** START OF Source records **
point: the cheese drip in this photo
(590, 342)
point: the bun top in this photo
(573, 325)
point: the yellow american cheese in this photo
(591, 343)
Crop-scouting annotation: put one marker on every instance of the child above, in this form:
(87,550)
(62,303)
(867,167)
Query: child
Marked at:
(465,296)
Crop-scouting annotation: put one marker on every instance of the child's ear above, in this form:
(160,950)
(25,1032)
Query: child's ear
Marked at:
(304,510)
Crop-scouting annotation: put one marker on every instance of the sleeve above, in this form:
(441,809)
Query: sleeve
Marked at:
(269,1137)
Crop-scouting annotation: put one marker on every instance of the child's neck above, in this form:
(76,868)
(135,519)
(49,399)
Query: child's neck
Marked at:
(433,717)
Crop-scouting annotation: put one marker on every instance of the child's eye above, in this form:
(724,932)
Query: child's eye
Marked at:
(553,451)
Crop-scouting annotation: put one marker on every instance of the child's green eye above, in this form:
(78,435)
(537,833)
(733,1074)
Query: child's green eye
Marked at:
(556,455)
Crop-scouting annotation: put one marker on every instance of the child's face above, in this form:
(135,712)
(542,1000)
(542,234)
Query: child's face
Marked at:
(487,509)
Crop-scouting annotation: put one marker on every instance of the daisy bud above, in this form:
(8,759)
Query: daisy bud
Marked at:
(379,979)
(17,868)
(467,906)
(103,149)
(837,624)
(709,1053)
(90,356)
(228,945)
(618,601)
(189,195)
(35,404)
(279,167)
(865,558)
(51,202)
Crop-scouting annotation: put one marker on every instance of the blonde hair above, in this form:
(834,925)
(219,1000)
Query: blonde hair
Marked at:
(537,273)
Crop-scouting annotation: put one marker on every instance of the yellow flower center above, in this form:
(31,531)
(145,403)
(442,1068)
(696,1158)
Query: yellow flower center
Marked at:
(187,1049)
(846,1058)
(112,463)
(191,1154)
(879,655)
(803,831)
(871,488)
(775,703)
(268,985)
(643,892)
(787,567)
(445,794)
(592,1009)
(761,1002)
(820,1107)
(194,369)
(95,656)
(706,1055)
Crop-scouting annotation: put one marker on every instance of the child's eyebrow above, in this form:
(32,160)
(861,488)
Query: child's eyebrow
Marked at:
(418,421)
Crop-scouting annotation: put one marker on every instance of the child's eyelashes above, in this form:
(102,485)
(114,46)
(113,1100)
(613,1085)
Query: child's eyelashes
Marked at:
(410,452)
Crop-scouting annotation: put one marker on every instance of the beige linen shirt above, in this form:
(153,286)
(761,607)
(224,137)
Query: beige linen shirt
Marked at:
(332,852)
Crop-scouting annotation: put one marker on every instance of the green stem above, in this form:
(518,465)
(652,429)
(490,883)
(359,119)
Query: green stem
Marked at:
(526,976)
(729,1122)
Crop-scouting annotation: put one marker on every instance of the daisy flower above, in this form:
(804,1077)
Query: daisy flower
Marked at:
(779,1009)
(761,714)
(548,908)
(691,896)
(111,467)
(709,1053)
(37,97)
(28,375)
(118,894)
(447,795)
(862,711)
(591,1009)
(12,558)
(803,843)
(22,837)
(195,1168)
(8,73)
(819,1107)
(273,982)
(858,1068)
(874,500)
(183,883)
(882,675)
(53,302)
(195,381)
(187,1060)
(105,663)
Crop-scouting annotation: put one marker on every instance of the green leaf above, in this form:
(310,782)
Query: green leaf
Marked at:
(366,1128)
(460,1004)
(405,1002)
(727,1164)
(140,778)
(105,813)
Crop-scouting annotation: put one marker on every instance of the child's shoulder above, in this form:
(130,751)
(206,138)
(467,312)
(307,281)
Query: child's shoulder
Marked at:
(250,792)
** END OF Source records **
- Exercise aim
Repeat the records exactly, including every line.

- Solution below
point: the cheese drip in this photo
(590, 342)
point: the bun top in this photo
(573, 325)
point: the yellow american cheese in this photo
(591, 343)
Crop-scouting annotation: put one marker on every instance of the child above, in this form:
(87,550)
(62,303)
(867,167)
Query: child
Marked at:
(465,296)
Crop-scouting annotation: put one marker on every instance of the child's ear above, in this form:
(160,950)
(25,1032)
Query: child's ear
Marked at:
(304,510)
Crop-scouting annotation: put one marker on every instance of the sleeve above, in this form:
(441,809)
Query: sleeve
Marked at:
(269,1137)
Crop-scouting annotation: put one marker on every instance of the child's neck above, in this form:
(76,868)
(135,519)
(49,399)
Query: child's neck
Marked at:
(433,717)
Crop-scouting annotation: put one marker on every instance of the child's eye above, in this form:
(724,932)
Query: child's eye
Marked at:
(553,451)
Crop-scouting annotation: put one marker on every instance of the child's green eye above, in this form:
(78,435)
(537,833)
(733,1074)
Query: child's green eye
Marked at:
(556,455)
Crop-scouting annotation: put one marker on every instance of the child's face above, in this form:
(135,712)
(542,1000)
(542,234)
Query: child's face
Marked at:
(487,509)
Crop-scouting annotation: put one marker on every instance of the daisy bud above, in this form:
(8,759)
Query: daisy bud
Marked at:
(379,979)
(17,868)
(467,906)
(103,149)
(837,624)
(709,1053)
(90,356)
(228,945)
(618,601)
(189,195)
(35,404)
(279,167)
(865,558)
(51,202)
Crop-scouting annotation: put one marker on every instance of the blonde hair above, in this form:
(834,925)
(219,1000)
Query: blonde hair
Marked at:
(537,273)
Crop-scouting annotation: put one marker on every instance of the yellow flower center above, in this form:
(31,531)
(145,403)
(442,1068)
(696,1158)
Query: yellow flower center
Marked at:
(187,1049)
(846,1058)
(112,463)
(191,1154)
(879,655)
(803,831)
(871,488)
(775,703)
(268,985)
(643,892)
(787,567)
(445,794)
(592,1009)
(761,1002)
(820,1107)
(194,369)
(95,656)
(706,1055)
Crop-scouting annotation: put one marker on every instance of the child's eyebrow above, in this form:
(32,160)
(861,488)
Query: child's eyebrow
Marked at:
(418,421)
Crop-scouting annotation: put one marker on every instance of the child's eyelashes above, in this form:
(102,485)
(114,46)
(113,1100)
(613,1085)
Query: child's eyelashes
Marked at:
(410,452)
Crop-scouting annotation: put one marker on every instance of the beige linen shirt above, in this form:
(153,286)
(761,607)
(224,137)
Query: beige linen shirt
Marked at:
(332,852)
Crop-scouting annotation: put one marker on every instance of the green stem above, in this form:
(518,465)
(652,429)
(490,883)
(359,119)
Query: green stem
Marked at:
(526,976)
(729,1122)
Crop-scouting annotation: put one marker on every instance of the daisy flower above, in this form:
(804,1077)
Query: daisy flower
Marked at:
(779,1009)
(761,714)
(548,908)
(691,896)
(111,467)
(709,1053)
(37,97)
(28,375)
(118,894)
(447,795)
(862,711)
(591,1009)
(12,558)
(803,843)
(22,837)
(195,1168)
(8,73)
(819,1107)
(273,982)
(858,1068)
(874,500)
(183,883)
(882,675)
(53,302)
(195,381)
(187,1060)
(105,663)
Crop-scouting annotation: put one marker on every instance of the green leaf above, in this form:
(310,782)
Query: green leaf
Marked at:
(366,1128)
(460,1004)
(405,1002)
(727,1164)
(140,778)
(105,813)
Crop-scouting annotation: put one marker on every instance of the child's shoulder above, in this form:
(130,751)
(206,138)
(467,312)
(307,281)
Query: child's shoulder
Marked at:
(250,792)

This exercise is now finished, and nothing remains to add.